Please return every line in the following data that includes the string "white".

*** Task data

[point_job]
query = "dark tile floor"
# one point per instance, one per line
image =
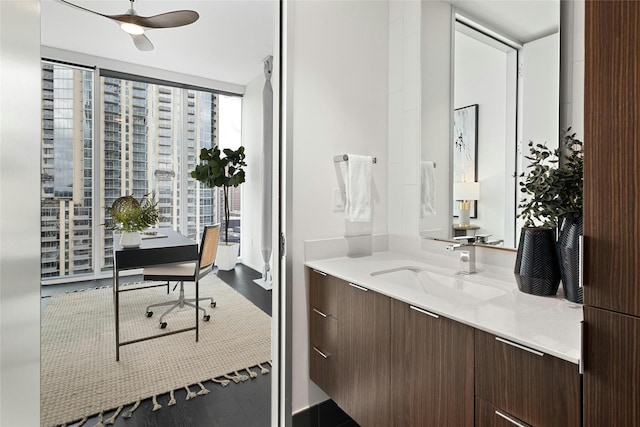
(246, 404)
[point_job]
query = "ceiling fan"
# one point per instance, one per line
(134, 24)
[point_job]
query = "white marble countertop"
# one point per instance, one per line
(488, 300)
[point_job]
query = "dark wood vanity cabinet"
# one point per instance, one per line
(612, 368)
(363, 355)
(349, 339)
(525, 385)
(611, 208)
(432, 369)
(323, 329)
(388, 363)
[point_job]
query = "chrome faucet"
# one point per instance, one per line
(467, 253)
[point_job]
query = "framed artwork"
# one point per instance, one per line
(465, 148)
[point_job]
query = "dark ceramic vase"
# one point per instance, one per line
(537, 268)
(569, 251)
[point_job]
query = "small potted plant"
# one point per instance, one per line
(222, 169)
(130, 216)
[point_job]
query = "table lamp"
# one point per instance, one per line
(465, 192)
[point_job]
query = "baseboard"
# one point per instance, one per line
(324, 414)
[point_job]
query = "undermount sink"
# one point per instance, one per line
(458, 288)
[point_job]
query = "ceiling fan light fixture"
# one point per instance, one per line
(131, 28)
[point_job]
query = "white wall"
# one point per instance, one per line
(480, 78)
(404, 116)
(252, 188)
(337, 103)
(572, 66)
(541, 86)
(20, 213)
(436, 110)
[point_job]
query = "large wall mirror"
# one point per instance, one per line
(504, 93)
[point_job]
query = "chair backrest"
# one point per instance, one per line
(209, 245)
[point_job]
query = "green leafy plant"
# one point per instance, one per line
(554, 183)
(221, 169)
(129, 214)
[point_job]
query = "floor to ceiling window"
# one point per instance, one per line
(146, 137)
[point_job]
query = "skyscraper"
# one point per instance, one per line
(150, 137)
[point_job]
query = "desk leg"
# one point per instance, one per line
(197, 309)
(116, 303)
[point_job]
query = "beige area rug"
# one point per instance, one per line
(80, 376)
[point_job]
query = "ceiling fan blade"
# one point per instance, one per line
(82, 8)
(142, 42)
(177, 18)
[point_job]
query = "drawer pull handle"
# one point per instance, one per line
(326, 356)
(580, 261)
(362, 288)
(419, 310)
(521, 347)
(510, 419)
(319, 312)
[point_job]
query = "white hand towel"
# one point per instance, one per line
(428, 191)
(358, 188)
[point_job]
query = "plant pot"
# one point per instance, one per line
(569, 252)
(227, 256)
(537, 269)
(130, 239)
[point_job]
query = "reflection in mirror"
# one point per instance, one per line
(505, 59)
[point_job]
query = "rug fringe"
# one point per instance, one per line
(129, 413)
(99, 424)
(190, 394)
(235, 376)
(203, 390)
(156, 405)
(223, 383)
(112, 419)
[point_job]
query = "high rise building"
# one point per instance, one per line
(150, 137)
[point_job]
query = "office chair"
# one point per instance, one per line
(188, 271)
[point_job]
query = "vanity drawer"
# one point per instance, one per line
(323, 332)
(322, 292)
(539, 389)
(488, 415)
(322, 357)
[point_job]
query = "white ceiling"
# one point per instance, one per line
(232, 37)
(522, 20)
(228, 43)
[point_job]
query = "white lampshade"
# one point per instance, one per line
(466, 190)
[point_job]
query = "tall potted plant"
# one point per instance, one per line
(222, 169)
(554, 199)
(569, 178)
(130, 216)
(537, 269)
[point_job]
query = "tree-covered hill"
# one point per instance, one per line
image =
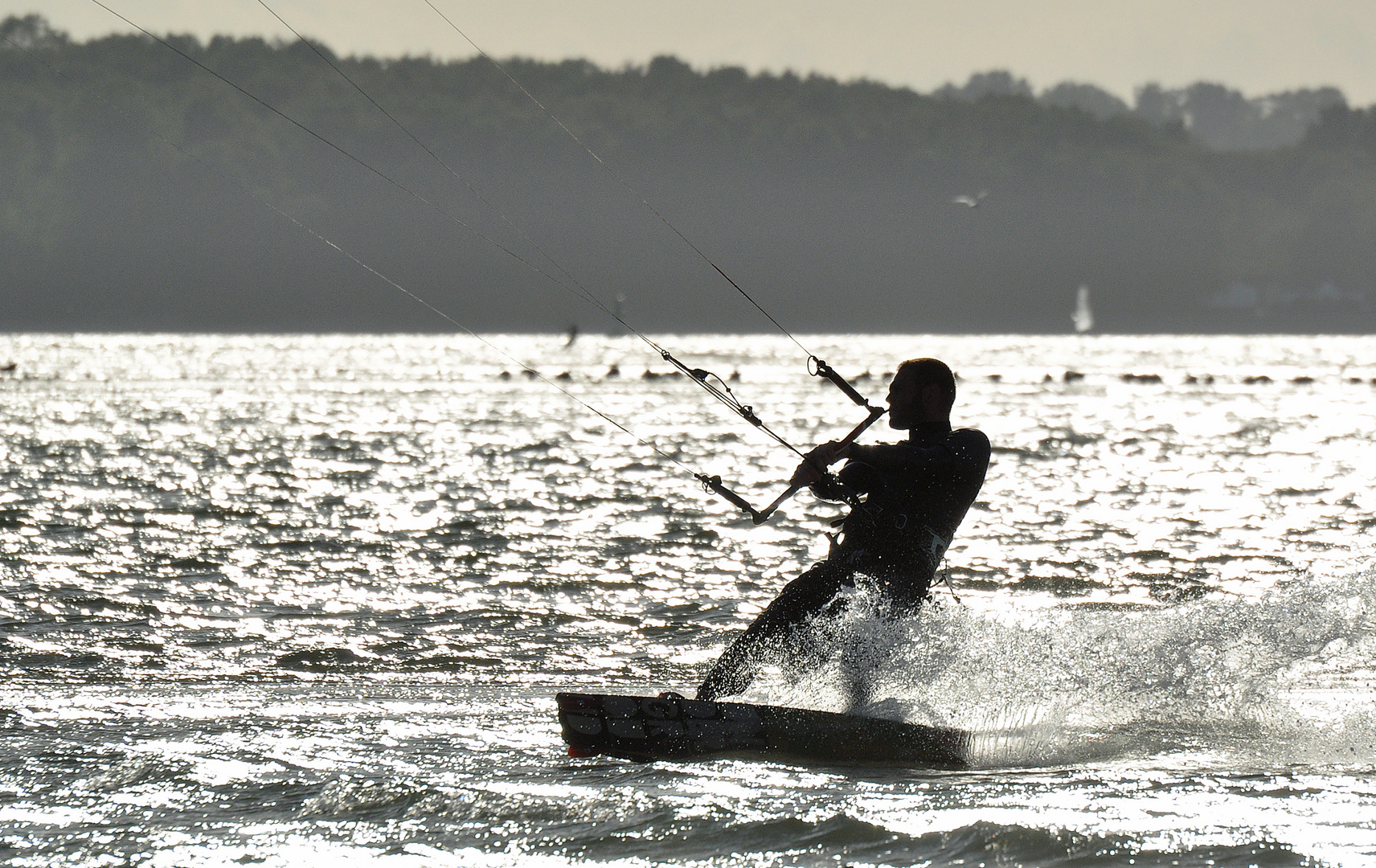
(139, 191)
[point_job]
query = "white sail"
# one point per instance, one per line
(1083, 317)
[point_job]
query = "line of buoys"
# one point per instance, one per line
(1068, 377)
(612, 373)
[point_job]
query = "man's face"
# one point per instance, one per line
(912, 403)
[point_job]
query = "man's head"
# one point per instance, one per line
(922, 391)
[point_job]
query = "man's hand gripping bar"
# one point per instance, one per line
(817, 367)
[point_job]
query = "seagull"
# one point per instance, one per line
(970, 201)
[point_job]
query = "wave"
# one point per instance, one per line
(1287, 677)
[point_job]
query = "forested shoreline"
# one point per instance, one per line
(138, 191)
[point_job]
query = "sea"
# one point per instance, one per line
(305, 601)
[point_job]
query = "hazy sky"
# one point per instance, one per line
(1258, 46)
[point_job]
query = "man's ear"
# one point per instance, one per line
(932, 398)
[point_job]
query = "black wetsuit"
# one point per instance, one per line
(915, 496)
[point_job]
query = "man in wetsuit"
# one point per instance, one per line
(914, 497)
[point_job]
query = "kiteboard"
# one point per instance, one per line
(670, 727)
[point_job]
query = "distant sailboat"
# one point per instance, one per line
(1083, 317)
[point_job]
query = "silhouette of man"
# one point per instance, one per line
(914, 493)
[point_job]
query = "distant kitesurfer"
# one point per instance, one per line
(914, 497)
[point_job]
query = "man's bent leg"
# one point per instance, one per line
(802, 597)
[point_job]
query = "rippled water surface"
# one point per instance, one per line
(305, 601)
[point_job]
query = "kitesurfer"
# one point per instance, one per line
(914, 494)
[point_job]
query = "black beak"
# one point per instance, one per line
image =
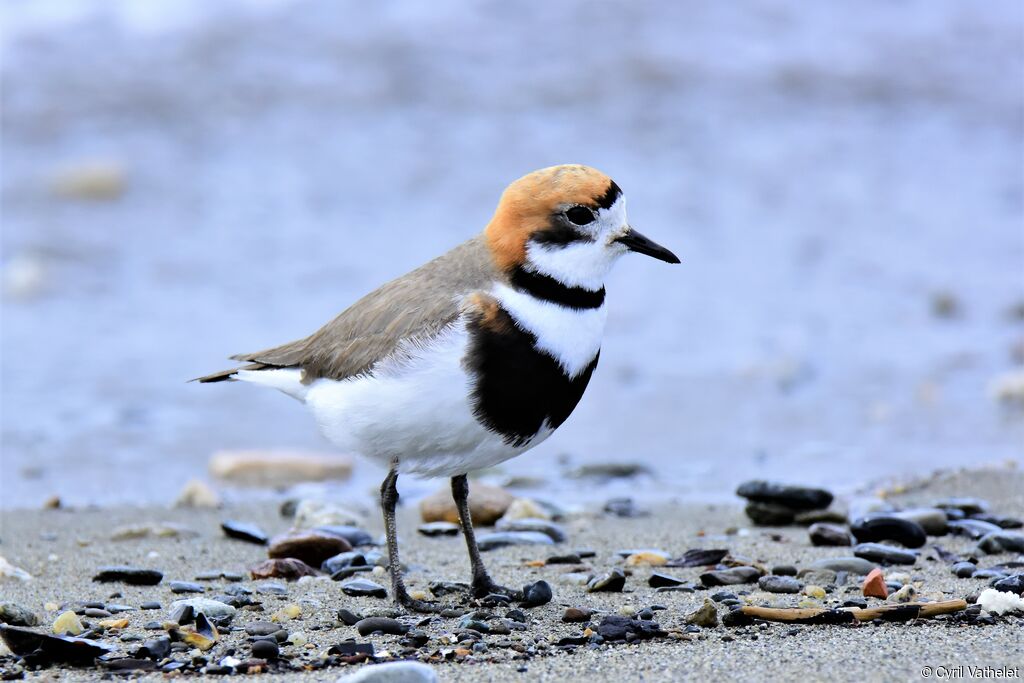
(641, 245)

******

** Solution **
query = "white marble countertop"
query = "white wall"
query = "white hand towel"
query = "white ceiling"
query = "white lampshade"
query = "white sail"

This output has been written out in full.